Reproduce precisely the lines of the listing below, starting with the line that contains "If you could pin the white dish" and stopping after the line that contains "If you could pin the paper"; include nothing else.

===

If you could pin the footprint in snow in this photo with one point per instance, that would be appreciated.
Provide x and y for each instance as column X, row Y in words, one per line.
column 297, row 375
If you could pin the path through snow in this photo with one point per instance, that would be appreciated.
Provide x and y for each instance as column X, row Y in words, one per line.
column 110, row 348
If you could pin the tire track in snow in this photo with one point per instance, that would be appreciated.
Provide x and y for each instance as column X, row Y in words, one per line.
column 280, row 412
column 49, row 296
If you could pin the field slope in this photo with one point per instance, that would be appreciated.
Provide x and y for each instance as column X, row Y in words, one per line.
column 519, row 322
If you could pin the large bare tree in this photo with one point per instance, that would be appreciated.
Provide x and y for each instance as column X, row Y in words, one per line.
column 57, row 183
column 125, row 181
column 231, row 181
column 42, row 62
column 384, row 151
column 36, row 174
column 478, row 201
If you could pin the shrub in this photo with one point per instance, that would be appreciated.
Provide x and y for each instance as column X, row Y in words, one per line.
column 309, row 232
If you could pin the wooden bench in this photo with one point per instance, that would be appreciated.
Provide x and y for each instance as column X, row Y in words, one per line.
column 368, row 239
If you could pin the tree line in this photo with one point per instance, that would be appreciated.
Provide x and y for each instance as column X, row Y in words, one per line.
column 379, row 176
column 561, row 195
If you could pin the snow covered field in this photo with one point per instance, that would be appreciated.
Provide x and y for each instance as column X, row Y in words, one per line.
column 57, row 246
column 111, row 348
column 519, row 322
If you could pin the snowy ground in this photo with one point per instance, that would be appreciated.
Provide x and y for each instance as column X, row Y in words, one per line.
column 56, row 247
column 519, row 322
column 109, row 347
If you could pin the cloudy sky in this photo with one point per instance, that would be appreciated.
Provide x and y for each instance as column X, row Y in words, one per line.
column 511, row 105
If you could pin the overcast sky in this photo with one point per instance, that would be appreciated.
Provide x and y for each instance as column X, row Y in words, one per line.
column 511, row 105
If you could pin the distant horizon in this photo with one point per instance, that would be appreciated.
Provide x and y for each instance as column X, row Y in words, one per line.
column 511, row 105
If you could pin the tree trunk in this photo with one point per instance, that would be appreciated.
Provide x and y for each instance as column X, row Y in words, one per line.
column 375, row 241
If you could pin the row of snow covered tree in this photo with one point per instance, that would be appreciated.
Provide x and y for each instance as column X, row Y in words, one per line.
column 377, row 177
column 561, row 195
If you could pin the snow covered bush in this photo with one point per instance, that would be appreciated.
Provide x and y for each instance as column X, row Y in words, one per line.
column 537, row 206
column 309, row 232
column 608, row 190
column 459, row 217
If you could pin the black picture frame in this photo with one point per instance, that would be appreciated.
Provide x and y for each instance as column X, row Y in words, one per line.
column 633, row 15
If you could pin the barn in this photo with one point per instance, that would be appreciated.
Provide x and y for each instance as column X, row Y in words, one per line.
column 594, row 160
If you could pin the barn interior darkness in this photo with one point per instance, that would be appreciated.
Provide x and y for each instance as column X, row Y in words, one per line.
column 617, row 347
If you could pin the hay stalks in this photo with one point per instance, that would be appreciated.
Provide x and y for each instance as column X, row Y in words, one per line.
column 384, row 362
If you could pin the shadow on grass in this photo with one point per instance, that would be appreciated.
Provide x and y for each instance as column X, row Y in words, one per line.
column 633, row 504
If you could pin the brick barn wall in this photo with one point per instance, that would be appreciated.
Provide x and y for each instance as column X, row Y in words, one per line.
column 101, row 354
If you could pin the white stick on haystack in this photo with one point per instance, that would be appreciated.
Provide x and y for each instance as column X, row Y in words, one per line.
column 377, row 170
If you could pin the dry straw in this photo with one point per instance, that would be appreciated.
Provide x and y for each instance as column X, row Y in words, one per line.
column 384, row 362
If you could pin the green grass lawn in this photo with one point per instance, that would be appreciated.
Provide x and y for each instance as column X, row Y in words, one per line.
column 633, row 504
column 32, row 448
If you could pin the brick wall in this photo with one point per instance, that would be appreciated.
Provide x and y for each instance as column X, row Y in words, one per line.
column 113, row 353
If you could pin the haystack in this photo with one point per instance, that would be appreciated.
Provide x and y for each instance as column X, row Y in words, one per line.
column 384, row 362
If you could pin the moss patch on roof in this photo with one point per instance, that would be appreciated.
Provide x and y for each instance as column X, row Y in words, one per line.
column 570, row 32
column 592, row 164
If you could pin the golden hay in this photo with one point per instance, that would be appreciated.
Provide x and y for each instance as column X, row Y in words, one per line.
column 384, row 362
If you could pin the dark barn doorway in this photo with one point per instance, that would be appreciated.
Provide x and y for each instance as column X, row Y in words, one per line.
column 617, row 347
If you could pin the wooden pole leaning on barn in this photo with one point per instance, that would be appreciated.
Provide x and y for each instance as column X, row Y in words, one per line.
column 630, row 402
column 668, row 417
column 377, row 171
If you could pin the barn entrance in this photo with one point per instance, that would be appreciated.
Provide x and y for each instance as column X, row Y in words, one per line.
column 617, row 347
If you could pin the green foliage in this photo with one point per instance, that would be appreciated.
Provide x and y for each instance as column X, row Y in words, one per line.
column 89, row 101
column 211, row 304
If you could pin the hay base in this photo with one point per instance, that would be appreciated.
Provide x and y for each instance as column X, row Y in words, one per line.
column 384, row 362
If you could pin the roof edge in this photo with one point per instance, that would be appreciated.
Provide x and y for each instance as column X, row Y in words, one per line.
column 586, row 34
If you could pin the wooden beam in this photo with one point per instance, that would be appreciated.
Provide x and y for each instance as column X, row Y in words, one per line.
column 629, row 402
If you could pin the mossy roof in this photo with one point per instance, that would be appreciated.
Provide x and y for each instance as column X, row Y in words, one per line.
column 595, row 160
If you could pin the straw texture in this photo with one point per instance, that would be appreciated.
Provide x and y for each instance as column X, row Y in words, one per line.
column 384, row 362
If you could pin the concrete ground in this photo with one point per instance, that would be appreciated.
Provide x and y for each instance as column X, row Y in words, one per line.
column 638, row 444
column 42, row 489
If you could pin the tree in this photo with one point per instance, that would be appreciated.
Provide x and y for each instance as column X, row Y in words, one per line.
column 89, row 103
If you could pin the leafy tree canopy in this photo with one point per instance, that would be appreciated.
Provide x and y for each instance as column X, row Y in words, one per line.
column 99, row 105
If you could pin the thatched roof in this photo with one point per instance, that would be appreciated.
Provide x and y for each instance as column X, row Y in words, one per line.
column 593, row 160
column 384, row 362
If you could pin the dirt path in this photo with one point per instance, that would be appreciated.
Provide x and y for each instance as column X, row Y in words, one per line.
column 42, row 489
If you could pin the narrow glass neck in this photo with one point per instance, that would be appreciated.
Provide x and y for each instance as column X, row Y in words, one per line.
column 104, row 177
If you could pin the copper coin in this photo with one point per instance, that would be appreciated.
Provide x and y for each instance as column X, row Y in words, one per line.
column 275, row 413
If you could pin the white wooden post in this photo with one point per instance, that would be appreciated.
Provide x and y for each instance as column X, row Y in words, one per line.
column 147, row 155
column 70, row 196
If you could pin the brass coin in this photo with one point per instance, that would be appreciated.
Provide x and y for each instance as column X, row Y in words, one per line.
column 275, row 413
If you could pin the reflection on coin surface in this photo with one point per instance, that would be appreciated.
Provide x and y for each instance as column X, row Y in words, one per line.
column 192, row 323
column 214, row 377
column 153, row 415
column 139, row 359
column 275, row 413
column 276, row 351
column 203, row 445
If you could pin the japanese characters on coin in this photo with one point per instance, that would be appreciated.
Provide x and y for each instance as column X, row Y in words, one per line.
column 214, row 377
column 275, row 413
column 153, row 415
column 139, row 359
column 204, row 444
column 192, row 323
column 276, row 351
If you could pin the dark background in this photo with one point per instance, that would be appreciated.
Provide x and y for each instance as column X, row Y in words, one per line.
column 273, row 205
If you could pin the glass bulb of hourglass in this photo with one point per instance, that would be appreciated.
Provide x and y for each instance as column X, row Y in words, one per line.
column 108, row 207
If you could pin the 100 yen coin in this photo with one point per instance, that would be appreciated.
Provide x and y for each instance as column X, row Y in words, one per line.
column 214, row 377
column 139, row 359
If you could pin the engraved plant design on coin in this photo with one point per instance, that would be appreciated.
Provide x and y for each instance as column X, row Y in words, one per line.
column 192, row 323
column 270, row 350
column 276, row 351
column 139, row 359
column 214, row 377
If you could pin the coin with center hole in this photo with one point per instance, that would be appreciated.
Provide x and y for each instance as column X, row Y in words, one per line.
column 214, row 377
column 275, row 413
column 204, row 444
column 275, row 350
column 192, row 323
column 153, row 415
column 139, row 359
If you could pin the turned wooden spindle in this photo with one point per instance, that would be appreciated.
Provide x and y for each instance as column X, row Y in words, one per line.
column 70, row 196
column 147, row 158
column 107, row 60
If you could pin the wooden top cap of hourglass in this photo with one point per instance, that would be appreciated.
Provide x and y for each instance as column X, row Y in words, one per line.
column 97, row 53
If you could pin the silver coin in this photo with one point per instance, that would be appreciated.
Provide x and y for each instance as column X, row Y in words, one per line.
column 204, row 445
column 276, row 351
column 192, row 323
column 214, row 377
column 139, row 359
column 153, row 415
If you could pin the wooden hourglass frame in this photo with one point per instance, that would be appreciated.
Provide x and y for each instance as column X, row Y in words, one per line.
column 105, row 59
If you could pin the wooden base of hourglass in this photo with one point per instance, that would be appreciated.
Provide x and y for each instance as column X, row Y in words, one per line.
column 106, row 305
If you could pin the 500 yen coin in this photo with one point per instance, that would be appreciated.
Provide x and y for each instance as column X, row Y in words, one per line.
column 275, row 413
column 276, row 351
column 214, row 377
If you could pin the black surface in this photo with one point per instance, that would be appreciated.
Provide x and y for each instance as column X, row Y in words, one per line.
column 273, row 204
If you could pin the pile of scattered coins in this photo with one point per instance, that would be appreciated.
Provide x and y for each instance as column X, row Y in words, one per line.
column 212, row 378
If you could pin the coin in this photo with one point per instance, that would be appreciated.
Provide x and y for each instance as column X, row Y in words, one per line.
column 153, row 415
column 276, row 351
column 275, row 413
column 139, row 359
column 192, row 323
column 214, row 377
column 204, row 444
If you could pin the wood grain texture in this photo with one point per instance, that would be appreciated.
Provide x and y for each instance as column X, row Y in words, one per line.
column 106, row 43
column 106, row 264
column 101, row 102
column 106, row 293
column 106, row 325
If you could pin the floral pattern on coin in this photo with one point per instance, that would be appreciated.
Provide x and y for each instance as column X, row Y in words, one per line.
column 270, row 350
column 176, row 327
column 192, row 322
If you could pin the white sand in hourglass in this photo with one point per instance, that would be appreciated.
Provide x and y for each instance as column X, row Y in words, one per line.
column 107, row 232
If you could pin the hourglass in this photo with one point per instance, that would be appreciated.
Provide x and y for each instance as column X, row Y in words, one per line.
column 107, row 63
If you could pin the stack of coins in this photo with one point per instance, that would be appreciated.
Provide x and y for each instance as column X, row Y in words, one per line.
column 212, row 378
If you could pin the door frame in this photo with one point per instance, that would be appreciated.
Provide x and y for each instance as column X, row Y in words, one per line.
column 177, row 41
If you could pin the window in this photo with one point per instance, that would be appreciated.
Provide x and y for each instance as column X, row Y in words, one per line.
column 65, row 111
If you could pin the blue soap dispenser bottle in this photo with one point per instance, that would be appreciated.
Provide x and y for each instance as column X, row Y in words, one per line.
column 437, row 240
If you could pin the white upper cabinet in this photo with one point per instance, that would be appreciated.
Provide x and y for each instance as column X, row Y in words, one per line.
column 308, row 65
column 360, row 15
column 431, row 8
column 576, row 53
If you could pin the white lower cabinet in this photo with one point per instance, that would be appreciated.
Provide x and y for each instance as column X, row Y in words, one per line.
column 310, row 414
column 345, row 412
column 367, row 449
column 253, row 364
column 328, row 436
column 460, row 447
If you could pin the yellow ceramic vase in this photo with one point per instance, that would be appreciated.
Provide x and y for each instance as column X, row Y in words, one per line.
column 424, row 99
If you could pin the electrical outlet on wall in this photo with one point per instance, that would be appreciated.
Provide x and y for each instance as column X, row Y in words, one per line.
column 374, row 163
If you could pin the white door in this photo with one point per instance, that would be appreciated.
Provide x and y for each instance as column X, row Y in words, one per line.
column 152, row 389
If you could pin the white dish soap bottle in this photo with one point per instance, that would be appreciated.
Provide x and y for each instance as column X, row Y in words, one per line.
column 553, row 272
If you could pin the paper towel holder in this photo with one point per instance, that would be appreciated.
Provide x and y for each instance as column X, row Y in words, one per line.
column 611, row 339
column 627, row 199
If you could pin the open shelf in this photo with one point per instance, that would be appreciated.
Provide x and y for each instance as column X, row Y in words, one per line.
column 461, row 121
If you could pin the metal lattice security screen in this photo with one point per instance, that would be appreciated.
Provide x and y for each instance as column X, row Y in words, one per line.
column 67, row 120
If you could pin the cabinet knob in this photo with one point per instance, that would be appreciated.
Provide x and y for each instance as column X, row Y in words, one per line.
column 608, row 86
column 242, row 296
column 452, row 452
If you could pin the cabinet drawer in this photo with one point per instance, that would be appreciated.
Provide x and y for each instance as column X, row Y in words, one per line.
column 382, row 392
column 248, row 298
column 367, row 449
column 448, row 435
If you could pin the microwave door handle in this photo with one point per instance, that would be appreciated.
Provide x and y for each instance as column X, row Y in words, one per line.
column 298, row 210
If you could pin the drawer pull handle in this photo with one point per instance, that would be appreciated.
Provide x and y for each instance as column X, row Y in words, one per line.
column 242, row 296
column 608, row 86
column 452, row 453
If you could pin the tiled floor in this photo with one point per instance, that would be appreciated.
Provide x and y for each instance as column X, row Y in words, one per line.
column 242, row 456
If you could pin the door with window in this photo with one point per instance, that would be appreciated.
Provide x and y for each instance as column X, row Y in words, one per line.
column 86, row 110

===

(EXPECTED ANSWER)
If you could pin the white dish soap bottle in this photo with one point per instance, that would be appreciated.
Provide x and y for each instance as column X, row Y in words, one per line.
column 553, row 272
If you could pin the paper towel holder in this photo with one point per instance, that would be appreciated.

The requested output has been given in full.